**WHAT THE TASK REQUIRES**: Gather every line of the listing below that contains the string "door", and copy each one unchanged.

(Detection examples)
_ _ _ _
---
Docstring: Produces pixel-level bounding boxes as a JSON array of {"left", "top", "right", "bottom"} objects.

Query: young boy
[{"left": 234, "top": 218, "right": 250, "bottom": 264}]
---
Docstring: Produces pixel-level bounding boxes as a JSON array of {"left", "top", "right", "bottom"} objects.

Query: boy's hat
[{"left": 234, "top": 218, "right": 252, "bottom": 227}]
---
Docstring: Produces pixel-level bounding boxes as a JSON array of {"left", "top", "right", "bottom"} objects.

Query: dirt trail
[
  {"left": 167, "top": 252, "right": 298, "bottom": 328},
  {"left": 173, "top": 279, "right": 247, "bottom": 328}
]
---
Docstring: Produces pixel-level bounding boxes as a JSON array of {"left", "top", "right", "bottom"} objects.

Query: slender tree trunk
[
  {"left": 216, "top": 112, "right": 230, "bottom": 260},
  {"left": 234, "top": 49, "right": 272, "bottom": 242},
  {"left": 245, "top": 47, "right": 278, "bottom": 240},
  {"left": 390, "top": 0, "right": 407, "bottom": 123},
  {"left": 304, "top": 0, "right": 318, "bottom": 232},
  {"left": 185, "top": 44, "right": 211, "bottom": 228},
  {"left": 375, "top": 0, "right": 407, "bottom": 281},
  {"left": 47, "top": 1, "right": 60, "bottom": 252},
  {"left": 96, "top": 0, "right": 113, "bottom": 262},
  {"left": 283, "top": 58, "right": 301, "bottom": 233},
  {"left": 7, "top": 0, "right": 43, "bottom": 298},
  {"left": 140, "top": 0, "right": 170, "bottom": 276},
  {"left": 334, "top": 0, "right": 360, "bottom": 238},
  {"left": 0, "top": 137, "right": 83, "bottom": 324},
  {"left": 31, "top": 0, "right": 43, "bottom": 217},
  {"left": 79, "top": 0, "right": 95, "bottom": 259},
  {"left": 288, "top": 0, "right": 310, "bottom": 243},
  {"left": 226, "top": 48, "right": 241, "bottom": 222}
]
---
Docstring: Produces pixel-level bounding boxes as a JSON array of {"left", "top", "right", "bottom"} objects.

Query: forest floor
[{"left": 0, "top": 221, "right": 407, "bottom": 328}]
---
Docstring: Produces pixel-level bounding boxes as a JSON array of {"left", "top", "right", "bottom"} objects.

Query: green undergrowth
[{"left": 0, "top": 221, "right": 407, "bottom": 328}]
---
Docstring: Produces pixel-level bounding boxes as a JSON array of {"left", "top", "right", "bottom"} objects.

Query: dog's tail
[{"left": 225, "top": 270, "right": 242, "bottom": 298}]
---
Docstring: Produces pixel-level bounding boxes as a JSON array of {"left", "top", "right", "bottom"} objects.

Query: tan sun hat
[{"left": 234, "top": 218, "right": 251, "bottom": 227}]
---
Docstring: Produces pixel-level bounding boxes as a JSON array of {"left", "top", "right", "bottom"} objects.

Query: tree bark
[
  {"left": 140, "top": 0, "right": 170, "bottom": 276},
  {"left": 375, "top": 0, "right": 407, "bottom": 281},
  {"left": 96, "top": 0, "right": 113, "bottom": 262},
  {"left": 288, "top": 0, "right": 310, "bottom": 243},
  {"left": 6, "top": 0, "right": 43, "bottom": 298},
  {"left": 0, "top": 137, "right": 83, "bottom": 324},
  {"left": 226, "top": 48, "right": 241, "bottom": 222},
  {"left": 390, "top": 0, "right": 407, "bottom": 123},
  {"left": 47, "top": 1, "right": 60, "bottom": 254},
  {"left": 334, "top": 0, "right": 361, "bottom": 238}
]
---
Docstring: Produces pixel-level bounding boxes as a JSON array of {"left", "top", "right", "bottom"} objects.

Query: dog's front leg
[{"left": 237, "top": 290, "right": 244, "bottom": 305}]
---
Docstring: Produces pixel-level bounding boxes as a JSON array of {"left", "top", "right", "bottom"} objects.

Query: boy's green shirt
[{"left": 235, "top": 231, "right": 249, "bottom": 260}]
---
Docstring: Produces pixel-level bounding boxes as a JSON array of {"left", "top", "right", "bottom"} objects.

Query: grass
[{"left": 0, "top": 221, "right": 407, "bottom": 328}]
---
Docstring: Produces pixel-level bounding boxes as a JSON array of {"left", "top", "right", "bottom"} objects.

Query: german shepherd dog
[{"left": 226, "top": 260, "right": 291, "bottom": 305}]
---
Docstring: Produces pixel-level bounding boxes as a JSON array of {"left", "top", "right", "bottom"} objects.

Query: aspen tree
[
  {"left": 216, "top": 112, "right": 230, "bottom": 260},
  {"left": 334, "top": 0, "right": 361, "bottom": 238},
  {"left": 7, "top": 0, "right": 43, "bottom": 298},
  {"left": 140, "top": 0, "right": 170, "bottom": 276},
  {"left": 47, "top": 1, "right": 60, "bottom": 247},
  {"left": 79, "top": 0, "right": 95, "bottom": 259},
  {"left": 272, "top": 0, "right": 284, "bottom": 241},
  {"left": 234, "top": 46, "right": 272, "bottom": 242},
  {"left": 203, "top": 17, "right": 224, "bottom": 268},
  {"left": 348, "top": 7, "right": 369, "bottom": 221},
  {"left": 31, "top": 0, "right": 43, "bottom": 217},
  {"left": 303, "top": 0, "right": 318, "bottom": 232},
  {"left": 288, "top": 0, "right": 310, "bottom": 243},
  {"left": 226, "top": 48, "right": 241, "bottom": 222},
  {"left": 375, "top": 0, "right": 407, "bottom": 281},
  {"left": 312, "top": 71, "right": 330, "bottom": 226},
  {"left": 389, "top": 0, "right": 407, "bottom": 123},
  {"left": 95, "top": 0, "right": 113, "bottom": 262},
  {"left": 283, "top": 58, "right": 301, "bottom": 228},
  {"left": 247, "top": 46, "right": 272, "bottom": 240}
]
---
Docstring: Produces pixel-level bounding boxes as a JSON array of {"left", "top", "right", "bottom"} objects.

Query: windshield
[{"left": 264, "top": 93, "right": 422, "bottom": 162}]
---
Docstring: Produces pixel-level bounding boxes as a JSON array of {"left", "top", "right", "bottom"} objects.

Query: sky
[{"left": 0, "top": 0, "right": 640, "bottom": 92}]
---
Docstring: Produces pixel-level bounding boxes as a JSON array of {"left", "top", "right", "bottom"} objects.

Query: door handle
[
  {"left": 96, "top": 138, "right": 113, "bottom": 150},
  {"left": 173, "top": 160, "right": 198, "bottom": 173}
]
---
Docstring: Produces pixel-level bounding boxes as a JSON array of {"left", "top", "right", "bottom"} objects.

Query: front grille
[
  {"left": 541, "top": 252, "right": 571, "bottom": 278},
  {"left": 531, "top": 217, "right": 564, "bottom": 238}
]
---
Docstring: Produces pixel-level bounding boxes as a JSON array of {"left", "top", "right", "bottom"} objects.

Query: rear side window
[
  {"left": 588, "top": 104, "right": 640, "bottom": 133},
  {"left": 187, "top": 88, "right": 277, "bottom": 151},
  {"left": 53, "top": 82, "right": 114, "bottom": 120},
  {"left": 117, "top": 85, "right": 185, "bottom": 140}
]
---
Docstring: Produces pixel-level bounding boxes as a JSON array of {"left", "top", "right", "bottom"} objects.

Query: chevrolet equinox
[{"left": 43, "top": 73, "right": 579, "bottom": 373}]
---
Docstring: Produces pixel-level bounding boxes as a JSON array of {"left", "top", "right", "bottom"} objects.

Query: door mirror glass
_ _ _ _
**COMPLETE OUTPUT**:
Query: door handle
Query: door mirror glass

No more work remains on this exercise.